Please gather every line of the rows below that contains the string "piece".

RECORDED DATA
====

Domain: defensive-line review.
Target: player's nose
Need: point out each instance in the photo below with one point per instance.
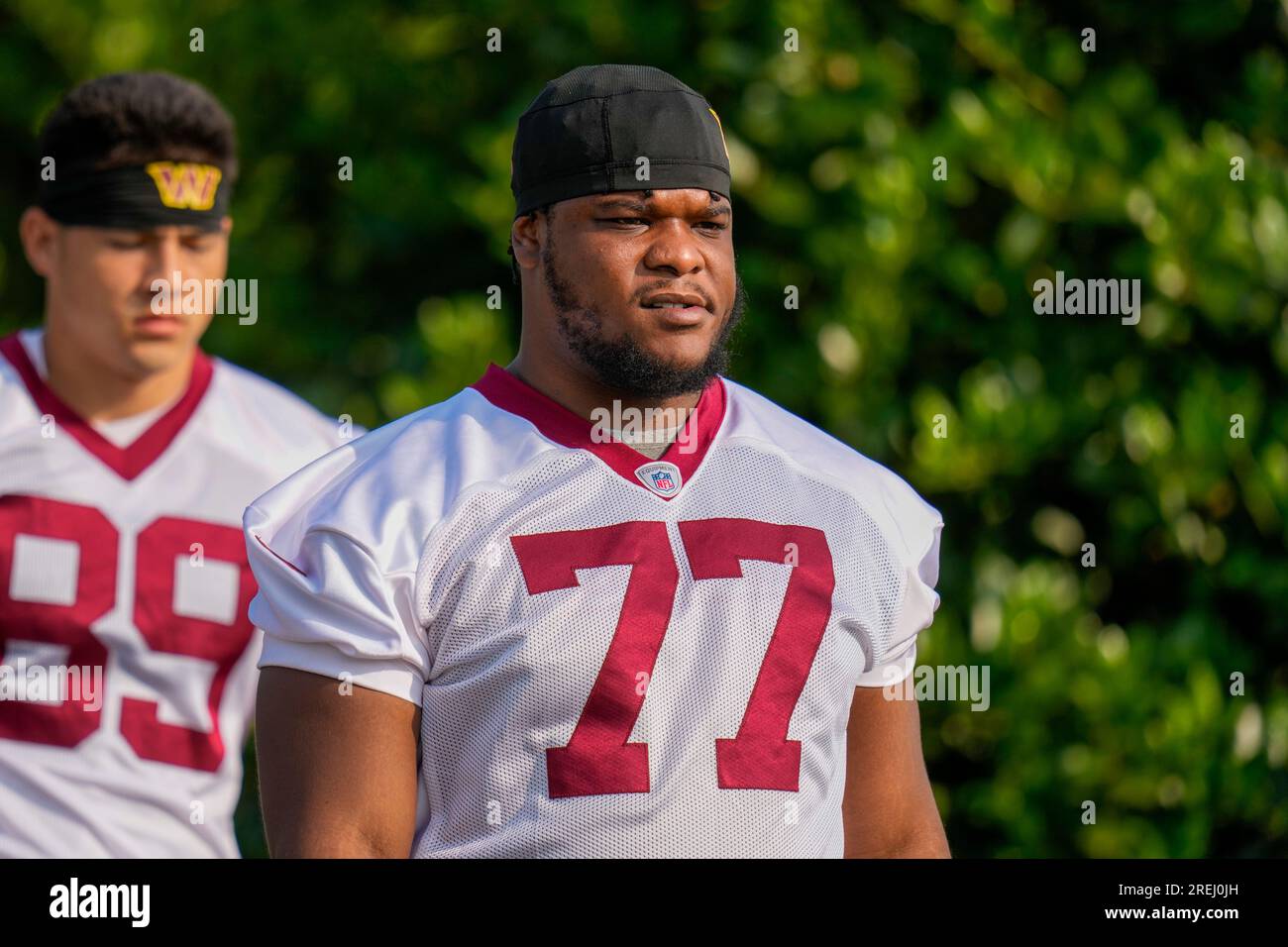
(674, 249)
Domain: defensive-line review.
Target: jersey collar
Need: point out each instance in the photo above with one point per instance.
(136, 458)
(510, 393)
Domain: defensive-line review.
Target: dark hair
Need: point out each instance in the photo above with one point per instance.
(133, 118)
(514, 263)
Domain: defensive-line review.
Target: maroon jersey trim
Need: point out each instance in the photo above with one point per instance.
(142, 453)
(510, 393)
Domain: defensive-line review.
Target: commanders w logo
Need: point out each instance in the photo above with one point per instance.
(181, 184)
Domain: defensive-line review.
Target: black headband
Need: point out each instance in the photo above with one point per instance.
(588, 132)
(138, 197)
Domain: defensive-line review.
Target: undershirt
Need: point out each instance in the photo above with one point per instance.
(651, 444)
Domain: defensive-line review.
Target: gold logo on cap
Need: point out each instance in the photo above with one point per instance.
(721, 132)
(184, 184)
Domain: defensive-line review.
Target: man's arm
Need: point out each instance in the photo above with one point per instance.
(336, 772)
(889, 809)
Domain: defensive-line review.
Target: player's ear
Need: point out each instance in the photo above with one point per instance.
(526, 236)
(39, 234)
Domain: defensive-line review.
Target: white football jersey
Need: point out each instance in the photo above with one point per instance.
(128, 663)
(613, 656)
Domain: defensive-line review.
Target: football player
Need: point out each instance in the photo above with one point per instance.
(524, 622)
(127, 459)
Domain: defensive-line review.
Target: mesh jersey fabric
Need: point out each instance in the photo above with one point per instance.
(450, 564)
(132, 560)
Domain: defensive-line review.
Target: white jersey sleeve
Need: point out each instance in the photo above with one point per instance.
(327, 603)
(918, 530)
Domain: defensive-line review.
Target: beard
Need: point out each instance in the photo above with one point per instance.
(621, 364)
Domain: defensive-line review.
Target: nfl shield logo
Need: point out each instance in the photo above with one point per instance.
(661, 476)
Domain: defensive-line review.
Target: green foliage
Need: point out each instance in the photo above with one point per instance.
(1109, 684)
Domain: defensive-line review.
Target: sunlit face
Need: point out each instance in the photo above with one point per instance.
(644, 286)
(99, 289)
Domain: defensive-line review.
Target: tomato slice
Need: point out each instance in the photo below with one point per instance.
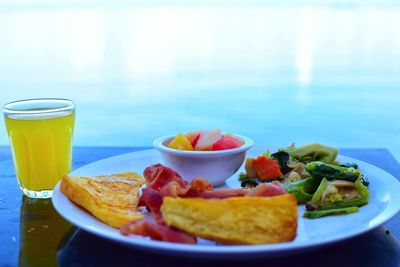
(266, 168)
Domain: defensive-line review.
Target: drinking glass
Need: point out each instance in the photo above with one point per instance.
(40, 133)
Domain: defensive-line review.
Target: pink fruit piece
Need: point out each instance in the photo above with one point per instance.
(227, 142)
(207, 139)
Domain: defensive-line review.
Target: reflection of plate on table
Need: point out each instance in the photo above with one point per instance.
(384, 204)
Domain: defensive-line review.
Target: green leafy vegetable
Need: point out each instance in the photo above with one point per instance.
(314, 152)
(303, 189)
(358, 201)
(321, 213)
(283, 158)
(334, 172)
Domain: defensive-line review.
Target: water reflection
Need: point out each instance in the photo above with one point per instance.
(41, 229)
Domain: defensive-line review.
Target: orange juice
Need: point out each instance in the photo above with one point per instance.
(41, 147)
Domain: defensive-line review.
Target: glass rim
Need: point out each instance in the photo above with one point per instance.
(66, 105)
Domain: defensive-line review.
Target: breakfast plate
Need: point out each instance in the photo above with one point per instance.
(384, 204)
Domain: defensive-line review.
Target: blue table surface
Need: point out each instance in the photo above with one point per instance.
(33, 234)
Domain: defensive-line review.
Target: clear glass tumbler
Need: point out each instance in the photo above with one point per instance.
(40, 133)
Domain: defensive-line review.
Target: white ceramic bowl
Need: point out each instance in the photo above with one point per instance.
(215, 166)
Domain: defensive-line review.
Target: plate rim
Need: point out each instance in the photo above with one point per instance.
(136, 241)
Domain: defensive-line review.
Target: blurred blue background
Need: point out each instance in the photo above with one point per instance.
(276, 71)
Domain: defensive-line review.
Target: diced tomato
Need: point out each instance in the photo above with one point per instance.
(266, 168)
(227, 142)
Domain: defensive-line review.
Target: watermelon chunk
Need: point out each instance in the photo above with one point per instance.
(227, 142)
(266, 168)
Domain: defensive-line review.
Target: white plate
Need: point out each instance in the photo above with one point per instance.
(384, 204)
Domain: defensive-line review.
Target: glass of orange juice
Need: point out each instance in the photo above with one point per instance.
(40, 133)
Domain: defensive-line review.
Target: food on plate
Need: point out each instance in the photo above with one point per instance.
(156, 231)
(205, 141)
(313, 152)
(313, 175)
(112, 199)
(232, 210)
(337, 197)
(234, 220)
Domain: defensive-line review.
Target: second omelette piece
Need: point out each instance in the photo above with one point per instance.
(111, 198)
(236, 220)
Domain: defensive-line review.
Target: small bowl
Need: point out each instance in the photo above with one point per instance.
(215, 166)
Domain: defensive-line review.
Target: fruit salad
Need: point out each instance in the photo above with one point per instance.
(205, 141)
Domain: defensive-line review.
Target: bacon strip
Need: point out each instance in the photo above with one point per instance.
(152, 200)
(163, 181)
(158, 176)
(156, 231)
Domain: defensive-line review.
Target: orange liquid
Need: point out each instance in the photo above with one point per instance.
(41, 150)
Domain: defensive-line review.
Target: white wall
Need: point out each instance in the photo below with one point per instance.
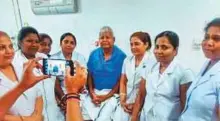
(186, 17)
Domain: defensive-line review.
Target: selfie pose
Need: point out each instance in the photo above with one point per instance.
(28, 44)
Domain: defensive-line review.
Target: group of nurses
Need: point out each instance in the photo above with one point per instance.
(168, 81)
(28, 42)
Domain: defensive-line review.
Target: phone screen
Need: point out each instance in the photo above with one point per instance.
(56, 67)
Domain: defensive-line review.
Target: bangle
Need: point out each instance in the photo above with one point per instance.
(72, 95)
(122, 94)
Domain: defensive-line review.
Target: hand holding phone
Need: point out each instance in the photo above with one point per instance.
(57, 67)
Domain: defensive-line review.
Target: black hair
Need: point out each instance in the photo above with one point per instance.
(25, 31)
(2, 33)
(171, 36)
(214, 22)
(67, 34)
(144, 37)
(43, 36)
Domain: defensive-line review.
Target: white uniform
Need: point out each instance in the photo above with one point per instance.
(25, 104)
(162, 102)
(51, 111)
(134, 75)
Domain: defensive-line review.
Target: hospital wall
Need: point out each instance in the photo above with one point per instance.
(186, 17)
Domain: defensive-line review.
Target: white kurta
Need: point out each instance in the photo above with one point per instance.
(134, 75)
(25, 104)
(51, 111)
(162, 102)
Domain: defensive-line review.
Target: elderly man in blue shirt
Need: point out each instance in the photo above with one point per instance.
(104, 66)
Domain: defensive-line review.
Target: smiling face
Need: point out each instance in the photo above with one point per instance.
(211, 43)
(29, 45)
(6, 51)
(45, 46)
(138, 48)
(164, 50)
(68, 44)
(106, 40)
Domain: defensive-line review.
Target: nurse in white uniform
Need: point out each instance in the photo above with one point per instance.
(67, 43)
(133, 67)
(28, 43)
(30, 104)
(168, 81)
(203, 96)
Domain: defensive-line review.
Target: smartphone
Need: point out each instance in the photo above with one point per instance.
(57, 67)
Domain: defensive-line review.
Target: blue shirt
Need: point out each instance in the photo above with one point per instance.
(203, 96)
(105, 73)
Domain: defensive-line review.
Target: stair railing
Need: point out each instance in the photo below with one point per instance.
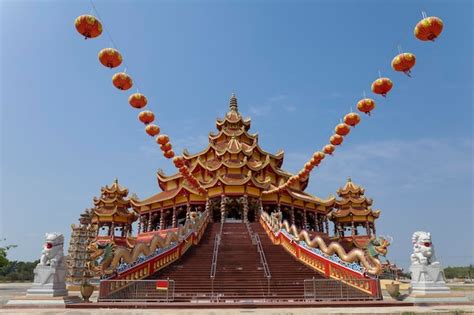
(215, 253)
(263, 260)
(251, 234)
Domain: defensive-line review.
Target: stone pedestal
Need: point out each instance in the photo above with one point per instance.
(49, 281)
(428, 279)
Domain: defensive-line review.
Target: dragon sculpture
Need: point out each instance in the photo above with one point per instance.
(104, 258)
(368, 258)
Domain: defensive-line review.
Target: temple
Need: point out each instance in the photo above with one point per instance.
(234, 170)
(241, 232)
(353, 214)
(112, 216)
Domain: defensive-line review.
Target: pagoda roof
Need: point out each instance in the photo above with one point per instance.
(162, 196)
(112, 205)
(342, 213)
(115, 188)
(354, 200)
(350, 187)
(232, 157)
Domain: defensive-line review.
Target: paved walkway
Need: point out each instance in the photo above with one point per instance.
(11, 290)
(306, 311)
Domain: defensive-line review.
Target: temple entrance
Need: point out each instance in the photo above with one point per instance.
(234, 212)
(234, 209)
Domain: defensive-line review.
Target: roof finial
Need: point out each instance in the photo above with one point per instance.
(233, 103)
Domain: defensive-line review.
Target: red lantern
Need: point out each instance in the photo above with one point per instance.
(352, 119)
(152, 130)
(169, 154)
(366, 105)
(146, 117)
(166, 147)
(314, 162)
(137, 100)
(429, 28)
(110, 57)
(162, 139)
(342, 129)
(336, 139)
(303, 174)
(122, 81)
(178, 161)
(382, 86)
(319, 156)
(329, 149)
(88, 26)
(404, 62)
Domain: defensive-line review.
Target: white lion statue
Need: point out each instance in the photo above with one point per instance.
(423, 250)
(52, 254)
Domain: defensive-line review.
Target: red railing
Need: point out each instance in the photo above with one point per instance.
(150, 266)
(323, 265)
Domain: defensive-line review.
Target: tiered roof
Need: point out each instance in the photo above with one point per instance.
(232, 163)
(113, 205)
(353, 205)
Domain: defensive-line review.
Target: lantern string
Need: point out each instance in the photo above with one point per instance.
(114, 44)
(126, 66)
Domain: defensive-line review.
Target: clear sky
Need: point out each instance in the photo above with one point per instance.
(296, 66)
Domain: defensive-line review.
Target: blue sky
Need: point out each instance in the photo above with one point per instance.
(296, 66)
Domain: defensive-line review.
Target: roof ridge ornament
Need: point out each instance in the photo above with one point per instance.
(233, 103)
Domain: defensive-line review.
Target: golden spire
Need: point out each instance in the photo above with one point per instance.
(233, 103)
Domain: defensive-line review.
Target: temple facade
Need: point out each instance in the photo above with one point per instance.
(234, 170)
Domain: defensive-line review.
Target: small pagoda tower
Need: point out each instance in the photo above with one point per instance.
(82, 235)
(112, 216)
(351, 211)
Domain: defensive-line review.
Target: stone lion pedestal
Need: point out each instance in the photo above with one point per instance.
(428, 284)
(49, 281)
(49, 286)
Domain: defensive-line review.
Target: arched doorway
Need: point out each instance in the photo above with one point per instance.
(234, 211)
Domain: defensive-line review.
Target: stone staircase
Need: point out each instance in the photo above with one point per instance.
(240, 275)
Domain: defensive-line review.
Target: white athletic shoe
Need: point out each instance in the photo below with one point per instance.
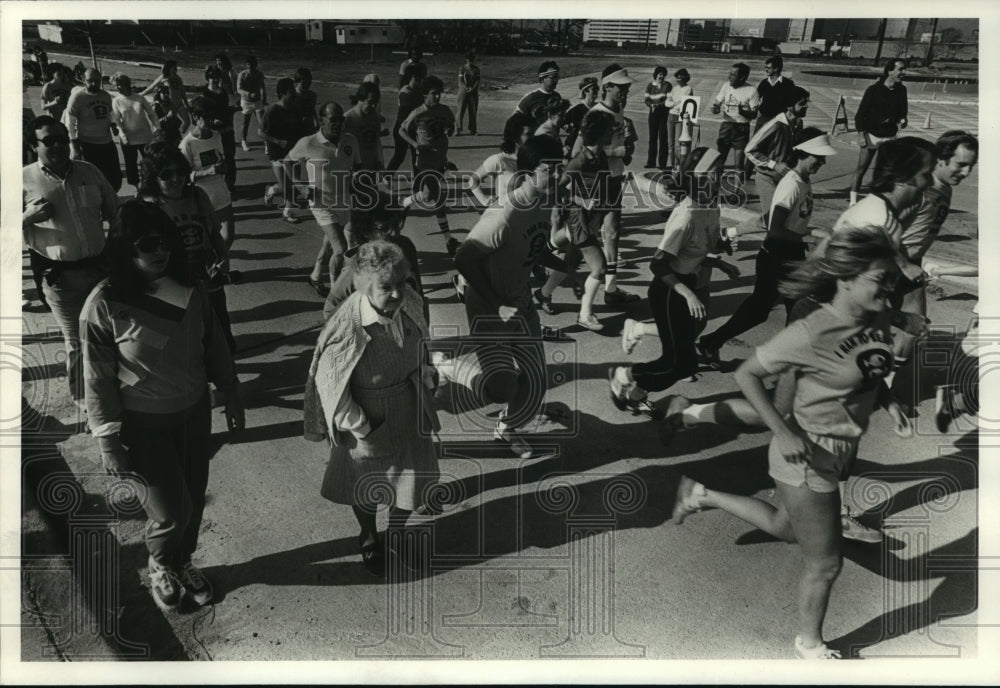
(855, 530)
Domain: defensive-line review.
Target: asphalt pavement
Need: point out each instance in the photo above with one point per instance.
(571, 554)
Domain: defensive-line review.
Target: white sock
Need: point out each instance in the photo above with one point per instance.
(698, 413)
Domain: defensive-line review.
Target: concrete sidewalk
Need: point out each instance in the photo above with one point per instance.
(569, 554)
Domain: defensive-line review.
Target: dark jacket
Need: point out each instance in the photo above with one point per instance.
(880, 110)
(771, 97)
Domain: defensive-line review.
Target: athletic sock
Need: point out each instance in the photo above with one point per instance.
(698, 413)
(610, 278)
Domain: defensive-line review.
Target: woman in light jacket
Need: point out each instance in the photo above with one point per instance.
(370, 392)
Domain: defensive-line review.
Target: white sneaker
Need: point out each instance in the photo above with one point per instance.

====

TASK RESPONSE
Target: pink fruit piece
Target: second omelette piece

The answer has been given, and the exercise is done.